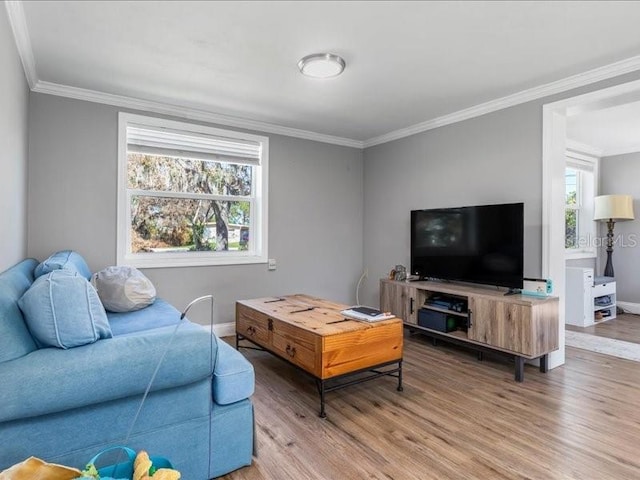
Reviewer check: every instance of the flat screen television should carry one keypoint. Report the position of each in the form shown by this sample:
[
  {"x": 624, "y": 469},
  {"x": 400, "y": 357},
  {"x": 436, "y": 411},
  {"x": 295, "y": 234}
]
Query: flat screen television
[{"x": 480, "y": 244}]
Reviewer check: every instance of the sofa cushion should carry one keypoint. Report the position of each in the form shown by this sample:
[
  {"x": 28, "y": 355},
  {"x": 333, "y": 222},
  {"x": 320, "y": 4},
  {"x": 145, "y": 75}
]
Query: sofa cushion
[
  {"x": 111, "y": 369},
  {"x": 159, "y": 314},
  {"x": 63, "y": 310},
  {"x": 64, "y": 260},
  {"x": 233, "y": 376},
  {"x": 15, "y": 339},
  {"x": 123, "y": 289}
]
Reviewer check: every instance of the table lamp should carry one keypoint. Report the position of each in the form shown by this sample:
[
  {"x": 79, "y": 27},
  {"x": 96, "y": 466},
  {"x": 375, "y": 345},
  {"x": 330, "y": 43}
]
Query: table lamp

┄┄┄┄┄┄┄┄┄┄

**Aim:** Omit every picture, then reproduce the rest of the listing exactly.

**Task result:**
Reviewer check: every instance of the flat screen television should carry one keypoint. Report the position of each in the form shown by this sample:
[
  {"x": 624, "y": 469},
  {"x": 400, "y": 357},
  {"x": 436, "y": 411},
  {"x": 295, "y": 234}
]
Query: flat screen television
[{"x": 480, "y": 244}]
Reviewer check: every instance of the sofa cushion should carry one keypoint. Report the position of each in the form shown by this sample:
[
  {"x": 28, "y": 355},
  {"x": 333, "y": 222},
  {"x": 320, "y": 4},
  {"x": 145, "y": 75}
]
Query: sofa cushion
[
  {"x": 111, "y": 369},
  {"x": 159, "y": 314},
  {"x": 63, "y": 310},
  {"x": 64, "y": 260},
  {"x": 233, "y": 376},
  {"x": 15, "y": 339},
  {"x": 123, "y": 289}
]
Reviewer check: every instance of the table lamp should carry one keypoint. Report the position of each in the form shown by this sample:
[
  {"x": 79, "y": 27},
  {"x": 96, "y": 466},
  {"x": 375, "y": 345},
  {"x": 330, "y": 43}
]
Query: table lamp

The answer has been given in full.